■ **SUPPLIED PASSAGE**:
CNN correspondent Ivan Watson and photojournalist Dominic Swann, climbed up into the crevice that trapped Anaika, and brought her water and granola bars.

She reached out to hold their hands when she was scared.

Volunteers gave Anaika a pair of glasses to protect her eyes from the dirt.

"She spent 3 days in the hole. All that time saying, 'My God, I don't want to die. I want to live," said her aunt Etiana Jean-Baptiste.

On Thursday night, neighbors found a power saw and a portable generator. Soon after, Anaika was free.

But a happy ending eluded this story.

Anaika was rushed to a doctor, who could only offer some mild pain killers.

The doctor told the family that they had to get Anaika to a hospital about three hours away.

Her uncle said Anaika was bleeding internally. She was so incredibly strong, he said, and was willing to have her leg amputated, to live.

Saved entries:
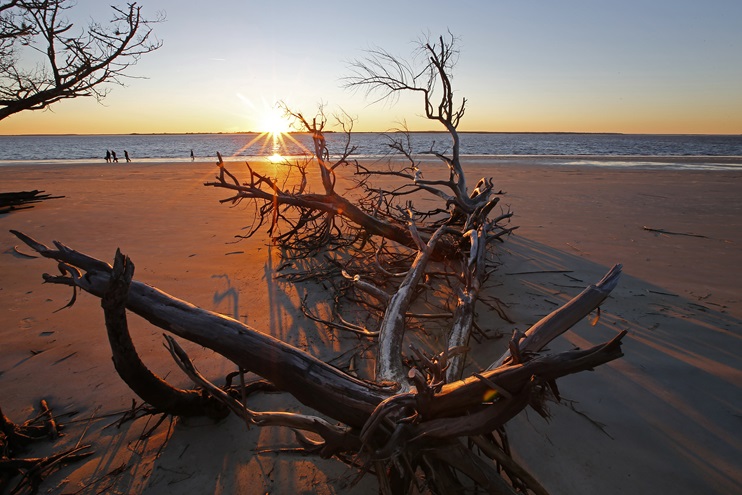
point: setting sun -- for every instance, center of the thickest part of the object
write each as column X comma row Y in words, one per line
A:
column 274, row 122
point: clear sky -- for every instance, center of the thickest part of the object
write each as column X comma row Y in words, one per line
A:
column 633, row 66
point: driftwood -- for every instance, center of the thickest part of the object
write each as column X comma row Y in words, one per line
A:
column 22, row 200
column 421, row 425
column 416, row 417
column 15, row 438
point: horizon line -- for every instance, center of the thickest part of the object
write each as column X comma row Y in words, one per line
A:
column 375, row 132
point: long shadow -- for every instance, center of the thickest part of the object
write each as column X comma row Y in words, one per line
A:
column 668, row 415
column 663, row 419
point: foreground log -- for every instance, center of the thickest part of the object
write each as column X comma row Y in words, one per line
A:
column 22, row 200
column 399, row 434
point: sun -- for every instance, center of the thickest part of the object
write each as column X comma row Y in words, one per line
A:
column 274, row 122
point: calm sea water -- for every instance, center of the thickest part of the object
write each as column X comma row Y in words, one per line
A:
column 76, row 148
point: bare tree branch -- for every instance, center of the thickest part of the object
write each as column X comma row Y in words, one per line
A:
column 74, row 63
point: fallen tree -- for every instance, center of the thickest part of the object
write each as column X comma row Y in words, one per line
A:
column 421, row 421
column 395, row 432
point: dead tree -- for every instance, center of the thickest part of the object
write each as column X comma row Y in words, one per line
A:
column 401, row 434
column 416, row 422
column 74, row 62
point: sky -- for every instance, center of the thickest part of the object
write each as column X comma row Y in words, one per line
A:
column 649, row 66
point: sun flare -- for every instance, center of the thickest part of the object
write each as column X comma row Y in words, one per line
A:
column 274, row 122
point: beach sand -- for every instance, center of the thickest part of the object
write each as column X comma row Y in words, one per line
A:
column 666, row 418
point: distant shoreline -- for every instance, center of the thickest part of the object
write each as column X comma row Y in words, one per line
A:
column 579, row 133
...
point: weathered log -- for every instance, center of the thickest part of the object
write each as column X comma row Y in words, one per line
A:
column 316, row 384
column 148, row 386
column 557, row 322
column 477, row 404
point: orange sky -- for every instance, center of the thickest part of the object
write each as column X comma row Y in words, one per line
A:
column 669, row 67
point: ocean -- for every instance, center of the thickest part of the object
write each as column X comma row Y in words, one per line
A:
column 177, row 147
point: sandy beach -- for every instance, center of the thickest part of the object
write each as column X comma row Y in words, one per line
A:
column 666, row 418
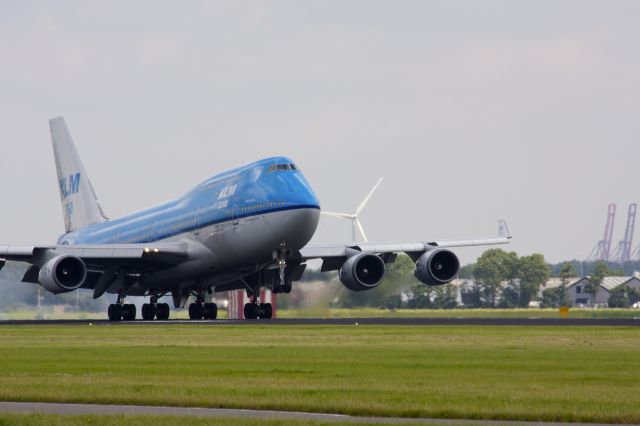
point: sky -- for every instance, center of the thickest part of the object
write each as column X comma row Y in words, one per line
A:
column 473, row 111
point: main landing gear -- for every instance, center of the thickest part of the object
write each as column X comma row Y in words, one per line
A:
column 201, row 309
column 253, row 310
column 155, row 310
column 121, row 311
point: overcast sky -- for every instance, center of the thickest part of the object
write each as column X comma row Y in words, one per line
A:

■ **TASKS AND EXERCISES**:
(a) Condense the paragraph beginning "Her uncle said" in the passage about Anaika into a short bulleted list that keeps its main facts.
(b) Reproduce the part of the passage about Anaika that opens with the words containing "Volunteers gave Anaika" and closes with "Anaika was free.", putting "gas-powered generator" in place of "portable generator".
(c) Carry the passage about Anaika forward with the next part, starting after its final sentence.
The saved entries are not needed for this work.

■ **OUTPUTS FOR THE TASKS**:
(a)
- Anaika's uncle said she was bleeding internally.
- He said she was incredibly strong.
- She was willing to have her leg amputated in order to live.

(b)
Volunteers gave Anaika a pair of glasses to protect her eyes from the dirt.

"She spent 3 days in the hole. All that time saying, 'My God, I don't want to die. I want to live," said her aunt Etiana Jean-Baptiste.

On Thursday night, neighbors found a power saw and a gas-powered generator. Soon after, Anaika was free.

(c)
"She say, 'Thank you, God. Because He save my life," said Rodreffe Jean-Baptiste, in broken English.

"If I lose my feet. I always had my life," he recalled his niece saying.

But before the night was over, Anaika was gone.

Anaika's family called her the "little lawyer," because she wanted to study law one day.

She sang in the choir at church and at school, and seemed to have found a special place in each of her family members' heart.

Her aunt said she was just beautiful.

"She said ... 'Bring me a Bible. There is a psalm I like a lot, which is Psalm 23,'" recalled her aunt, Etiana Jean-Baptiste.

"She spent all her time reading the psalm. She said, 'My God, come help me.'"

Anaika's funeral was held in a church in Liancourt on Friday night and Anaika was buried -- wearing a Girl Scouts uniform and a veil in Liancourt.

Liancourt, about two hours away from the devastated capital of Port-au-Prince, escaped the quake's fury.

This is where Anaika's family has taken refuge -- and where they mourn the passing of a little girl with an angel's voice.